■ Task to carry out ■
Your output must match the records exactly, line for line.

■ Dataset entries ■
════════════════

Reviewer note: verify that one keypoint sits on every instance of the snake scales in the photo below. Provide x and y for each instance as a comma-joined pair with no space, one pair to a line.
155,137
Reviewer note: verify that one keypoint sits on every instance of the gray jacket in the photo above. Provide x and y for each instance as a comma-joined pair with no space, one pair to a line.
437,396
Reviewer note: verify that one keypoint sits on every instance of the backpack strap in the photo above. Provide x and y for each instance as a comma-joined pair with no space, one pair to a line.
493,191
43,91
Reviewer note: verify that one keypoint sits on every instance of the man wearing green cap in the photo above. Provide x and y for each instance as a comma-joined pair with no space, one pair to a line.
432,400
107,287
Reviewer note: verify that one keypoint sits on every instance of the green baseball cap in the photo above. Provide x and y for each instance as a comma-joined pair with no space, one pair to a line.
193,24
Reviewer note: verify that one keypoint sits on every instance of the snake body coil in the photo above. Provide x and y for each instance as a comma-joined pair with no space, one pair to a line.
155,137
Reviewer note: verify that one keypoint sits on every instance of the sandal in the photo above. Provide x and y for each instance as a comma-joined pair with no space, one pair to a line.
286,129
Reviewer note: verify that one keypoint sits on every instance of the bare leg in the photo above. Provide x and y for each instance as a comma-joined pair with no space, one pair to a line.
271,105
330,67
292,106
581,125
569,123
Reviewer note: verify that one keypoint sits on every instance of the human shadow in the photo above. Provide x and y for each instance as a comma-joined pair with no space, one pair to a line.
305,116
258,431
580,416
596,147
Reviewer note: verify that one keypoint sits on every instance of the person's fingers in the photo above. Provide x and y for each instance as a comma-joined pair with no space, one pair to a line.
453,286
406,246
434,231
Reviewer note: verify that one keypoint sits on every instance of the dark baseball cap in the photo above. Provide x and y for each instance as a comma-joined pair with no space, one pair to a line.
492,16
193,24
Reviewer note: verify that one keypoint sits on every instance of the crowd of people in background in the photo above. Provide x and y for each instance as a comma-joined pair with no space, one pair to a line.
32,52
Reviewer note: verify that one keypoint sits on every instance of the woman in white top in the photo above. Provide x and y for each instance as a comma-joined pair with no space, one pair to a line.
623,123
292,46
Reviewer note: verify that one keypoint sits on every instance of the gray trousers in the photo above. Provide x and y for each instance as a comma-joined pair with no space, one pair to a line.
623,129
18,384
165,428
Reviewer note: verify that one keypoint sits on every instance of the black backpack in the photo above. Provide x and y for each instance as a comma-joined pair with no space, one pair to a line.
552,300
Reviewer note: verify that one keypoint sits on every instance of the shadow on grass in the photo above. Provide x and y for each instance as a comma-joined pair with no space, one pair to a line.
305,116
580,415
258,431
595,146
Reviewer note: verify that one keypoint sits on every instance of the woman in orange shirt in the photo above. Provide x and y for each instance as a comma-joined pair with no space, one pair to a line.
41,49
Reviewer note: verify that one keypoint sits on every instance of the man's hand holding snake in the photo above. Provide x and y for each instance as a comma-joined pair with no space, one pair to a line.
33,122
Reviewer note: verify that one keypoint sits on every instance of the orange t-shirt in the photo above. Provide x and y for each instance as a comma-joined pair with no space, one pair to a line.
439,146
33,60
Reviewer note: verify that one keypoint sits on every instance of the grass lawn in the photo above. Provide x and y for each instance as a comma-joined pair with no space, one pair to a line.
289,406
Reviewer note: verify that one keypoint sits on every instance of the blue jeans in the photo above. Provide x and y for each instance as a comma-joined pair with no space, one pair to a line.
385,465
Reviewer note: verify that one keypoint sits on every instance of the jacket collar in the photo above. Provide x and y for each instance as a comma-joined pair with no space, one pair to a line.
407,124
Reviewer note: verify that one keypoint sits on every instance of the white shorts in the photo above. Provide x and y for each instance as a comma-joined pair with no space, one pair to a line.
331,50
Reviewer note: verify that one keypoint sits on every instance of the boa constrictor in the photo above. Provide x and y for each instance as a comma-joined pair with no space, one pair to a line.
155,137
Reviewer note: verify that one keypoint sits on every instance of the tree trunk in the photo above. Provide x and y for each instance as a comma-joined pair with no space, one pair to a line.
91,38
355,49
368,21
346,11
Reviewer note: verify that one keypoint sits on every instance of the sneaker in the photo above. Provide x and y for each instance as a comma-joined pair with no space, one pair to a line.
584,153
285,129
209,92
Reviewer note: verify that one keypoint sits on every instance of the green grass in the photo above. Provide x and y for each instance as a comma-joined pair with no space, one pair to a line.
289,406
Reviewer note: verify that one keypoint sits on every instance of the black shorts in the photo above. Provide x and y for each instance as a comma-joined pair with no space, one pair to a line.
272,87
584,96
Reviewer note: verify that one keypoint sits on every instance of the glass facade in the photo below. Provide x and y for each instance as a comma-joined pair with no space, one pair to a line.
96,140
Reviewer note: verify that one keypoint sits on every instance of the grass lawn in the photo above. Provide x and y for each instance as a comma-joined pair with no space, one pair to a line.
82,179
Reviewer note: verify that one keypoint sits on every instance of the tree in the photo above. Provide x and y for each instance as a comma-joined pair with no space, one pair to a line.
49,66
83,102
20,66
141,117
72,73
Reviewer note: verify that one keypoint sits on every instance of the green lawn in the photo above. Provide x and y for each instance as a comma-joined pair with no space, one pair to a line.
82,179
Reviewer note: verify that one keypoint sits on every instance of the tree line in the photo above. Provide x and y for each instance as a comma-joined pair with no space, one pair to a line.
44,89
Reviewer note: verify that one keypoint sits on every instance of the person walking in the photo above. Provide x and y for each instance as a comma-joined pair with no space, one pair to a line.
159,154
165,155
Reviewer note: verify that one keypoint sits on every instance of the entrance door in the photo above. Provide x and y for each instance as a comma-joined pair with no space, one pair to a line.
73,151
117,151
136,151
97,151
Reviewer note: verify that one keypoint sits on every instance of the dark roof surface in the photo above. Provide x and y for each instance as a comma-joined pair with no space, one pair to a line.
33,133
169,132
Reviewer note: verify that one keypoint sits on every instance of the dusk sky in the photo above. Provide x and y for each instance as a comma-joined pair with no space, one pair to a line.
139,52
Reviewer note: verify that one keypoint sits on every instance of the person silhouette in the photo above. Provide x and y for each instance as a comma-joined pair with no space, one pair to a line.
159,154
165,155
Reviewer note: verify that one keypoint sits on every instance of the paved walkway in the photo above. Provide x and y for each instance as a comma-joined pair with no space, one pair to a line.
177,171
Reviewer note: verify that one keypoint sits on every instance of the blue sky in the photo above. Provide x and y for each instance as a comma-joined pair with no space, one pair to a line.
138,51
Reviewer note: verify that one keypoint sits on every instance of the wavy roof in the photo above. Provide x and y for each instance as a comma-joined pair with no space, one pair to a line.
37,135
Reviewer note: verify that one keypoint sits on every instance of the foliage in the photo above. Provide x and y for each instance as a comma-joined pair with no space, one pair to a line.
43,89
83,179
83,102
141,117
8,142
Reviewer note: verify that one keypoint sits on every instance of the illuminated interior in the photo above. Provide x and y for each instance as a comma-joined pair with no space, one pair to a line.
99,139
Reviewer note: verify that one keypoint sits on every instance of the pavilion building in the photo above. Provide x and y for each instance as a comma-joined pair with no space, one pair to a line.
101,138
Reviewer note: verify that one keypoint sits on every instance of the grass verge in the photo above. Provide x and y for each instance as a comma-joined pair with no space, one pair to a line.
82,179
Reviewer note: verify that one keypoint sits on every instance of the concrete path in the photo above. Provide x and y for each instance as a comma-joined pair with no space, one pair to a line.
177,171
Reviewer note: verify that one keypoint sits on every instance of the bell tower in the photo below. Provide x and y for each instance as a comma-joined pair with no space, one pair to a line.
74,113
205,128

════════════════

■ Reply to the task ■
Reviewer note: verify that one keypoint sits on every instance of the snake scales in the photo below. Provide x and y for each instance as a comma-joined pair with no space, one pair to a line.
155,137
Reviewer note: verify that one keypoint sits on every instance of the gray jacket in the photo above. Provide x and y for each instance as a comma-joined pair with no space, one pair to a line.
437,396
Reviewer note: verify that one keypoint sits on every instance of the backpack strap in the photo above. Provide x and y for each instance as a comma-joined pair with no space, one pair to a line.
493,191
43,91
Reviewer note: verify that one keypoint sits on every instance of the man wearing green cap in the photo above. Provide x and y for each instance as a comma-joined pair with no space, one pair to a line.
432,400
107,287
Reviewer note: verify that one keypoint sits on every instance of the green baseball cap in the photo above. Provide x and y for each instance as a comma-joined pair with no space, one pair to a line.
193,24
Reviewer note: verify that one keypoint sits on every instance of the snake body coil in the photo above. Provide x and y for each instance as a comma-joined pair with no space, one pair to a line.
155,137
Reviewer note: verify that one keypoint sits on every instance of the sandal in the photo above. Provide x and y for each instance as a comma-joined pair with no space, one pair to a line.
286,129
Reviewer note: verify that one keypoint sits on every instance of the bare leg in the photo above. Provide x and y for each instance as a comma-joined pair with no space, one pair to a line.
271,105
330,67
292,106
581,125
569,123
Reviewer note: verify that one keypoint sits on every instance of the human shadow in the photo above. Provide x and y for each instance as a comma-joined pair with no space, one pair to a line.
305,116
258,431
580,416
596,147
Reviewer note: verify that one keypoint sits on every instance of the person's fingers in the photo above. Provide x and y for each instance as a comma-joined pair with no space, one pair to a line.
453,286
406,246
434,231
Reviewer note: verify that one keypoint sits on every instance of the dark baseball cap in the photo above. Provide x and y for each instance as a comma-joined pair with no space, one pair to a line.
492,16
193,24
Reviewer note: verify that one keypoint sits on every instance of the crowd of people in background in the photo above. Provide x and y for each instance as a comma-joined pair with no space, one pair to a line.
32,52
Reviewer note: verify that one keypoint sits on every instance of the woman in white top in the photo above. Provide x and y for each instance as a comma-joined pair with no space, one pair to a line.
623,123
292,46
Reviewer note: verify that one keypoint sits on every instance of the gray trousers in the photo above. Provide x and y for each instance as a comma-joined pair with no space, one pair to a line.
623,129
18,384
165,428
Reviewer note: verify that one keypoint sits on every instance of the black backpack in the photo above. Provide x and y for each instance as a comma-joined pair with no space, one pair to a line.
552,300
Reviewer note: verify that one keypoint sits on every instance of the shadow on grass in the photo above. Provide x and y for each instance as a comma-joined pair with no space, one pair to a line.
305,116
580,415
258,431
595,146
Reviewer note: verify that one keypoint sits on every instance of the woman in orange shirt in the photo above. Provide x and y for each instance as a comma-joined pair with no space, one pair to a line.
41,49
Reviewer note: verify that one keypoint sits on every instance of the man's hand holding snake in the photo above. Provide x and y for each instance as a comma-joined pair with no space, one pair to a line.
33,122
Reviewer note: verify that one keypoint sits on every instance of the orange t-shirt in the photo above. Provide x and y for each instance as a comma-joined pair with no space, one pair to a line.
439,146
33,60
Reviewer note: verify that one keypoint sits on every instance of the grass lawn in the photo above. Provide x and y for each instance as a comma-joined pair with no space, one pair to a line.
289,406
Reviewer note: verify that one keypoint sits on every instance of the blue jeans in the photo above. Provide x and y for each instance as a comma-joined pair with no space, one pair to a line.
385,465
Reviewer note: verify that one keypoint sits on every instance of the jacket collar in the photo above. Provide x and y for each instance as a comma-joined pair with no space, one pair to a line.
407,124
Reviewer note: verify that one keypoint sits on every instance of the white shorts in the photo above. Provide x and y for each instance as a comma-joined pair with no space, one pair to a line.
331,50
Reviewer note: verify that one keypoint sits on every instance of the boa constrictor in the photo above. Provide x and y for each instance as a comma-joined pair with no space, one pair to a line.
155,137
Reviewer note: verify that one keypoint sits on every instance of the tree trunk in the photo above. Provide x and y for each instance as a comma-joined pair with no space, one pair to a line.
91,38
355,49
368,21
346,11
Reviewer note: verify that one keypoint sits on every instance of the sneaker in the photo above. Provide x and y for each instance as a comma-joined pair with no space, one pair to a line.
584,153
285,129
209,92
Reviewer note: verify that one keypoint sits on every instance of the green grass in the photo above. Provide x and y for each instance as a comma-joined pair with no space, one pair to a line.
289,406
Reviewer note: verify that one keypoint sits on every instance of the black shorts in the photo above. Provide x and y for each instance as a comma-joined pair with no space, one pair to a line.
272,87
584,96
Reviewer note: verify that one keypoint sits on every instance of the glass facade in the photo below. Provide x and y for each instance as a comma-joined pair with no space, one pair to a line.
96,140
Reviewer note: verify that one keypoint sits on every instance of the grass lawn in the photo above. Provide x and y for each instance as a comma-joined pair with no space, one pair to a line.
82,179
Reviewer note: verify that one keypoint sits on every instance of the tree in the photo above. Provide x and y for each instance as a comma-joined pair with no space, one pair to a line.
49,66
83,102
20,66
141,117
72,73
Reviewer note: verify that one keypoint sits on every instance of the green lawn in the photo above. Provide x and y for each instance as a comma-joined pair with no space, one pair to a line.
82,179
Reviewer note: verify that one keypoint sits on every instance of the tree line in the photo above. Provide x and y for each instance as a comma-joined pair with no space, one pair to a line.
44,89
Reviewer note: verify that one keypoint sits on every instance of the person walking in the photo above. Provide x and y for each instance as a comma-joined pair with no space, one pair to a line.
159,154
165,155
Reviewer note: verify that one keypoint sits on every instance of the entrance door in the photo above. Provide x and y for each instance as a comma-joined pair with no space, one pair to a line.
73,151
117,151
136,151
97,151
Reviewer note: verify that one keypoint sits on every instance of the dark roof surface in the photo above. Provide x and y for each instance as a comma-joined pair with no space, one pair to a line.
33,133
169,132
Reviewer note: verify that one keypoint sits on every instance of the dusk sky in the photo above. Provide x and y for each instance as a comma-joined pair with no space, one pair to a line.
139,52
Reviewer note: verify that one keypoint sits on every instance of the person silhouette in the photo above. Provide x and y for each instance as a comma-joined pair with no space, one pair to a line.
159,154
165,155
Reviewer note: verify that one keypoint sits on every instance of the paved walkway in the photo above. Provide x and y for each instance as a comma-joined pair with no space, one pair to a line.
177,171
Reviewer note: verify that one keypoint sits on every instance of the blue sky in the photo above. Provide x and y for each instance as a comma-joined pair with no space, one pair to a line.
138,51
Reviewer note: verify that one keypoint sits on every instance of the wavy roof in the photo above. Provide x and y for each instance as a comma-joined pair with no space, one pair to a line.
37,135
Reviewer note: verify that one keypoint sits on every instance of the foliage in the photo above. Provide x and y for each instance as a comma-joined pair with no space, one pair to a line.
43,89
83,179
83,102
141,117
8,142
Reviewer note: verify that one keypoint sits on every instance of the illuminated interior in the photo above. Provide x and y for each instance as a comma-joined pair with no space, one pair to a line.
99,139
Reviewer note: verify that one keypoint sits on every instance of the pavilion building in the photo above. Provide x and y for each instance as a comma-joined pair with no space, one pair to a line.
101,138
Reviewer note: verify that one keypoint sits on every instance of the grass verge in the photo above. Provide x and y for each instance as a comma-joined pair with no space, one pair to a line.
82,179
Reviewer note: verify that one keypoint sits on every instance of the concrete path in the photo above. Provide x and y for each instance as a comma-joined pair with no space, one pair to a line.
177,171
Reviewer note: verify that one keypoint sits on every instance of the bell tower in the photo below. Provide x and y for each instance as a comma-joined pair with no space, one pair to a line.
74,113
205,128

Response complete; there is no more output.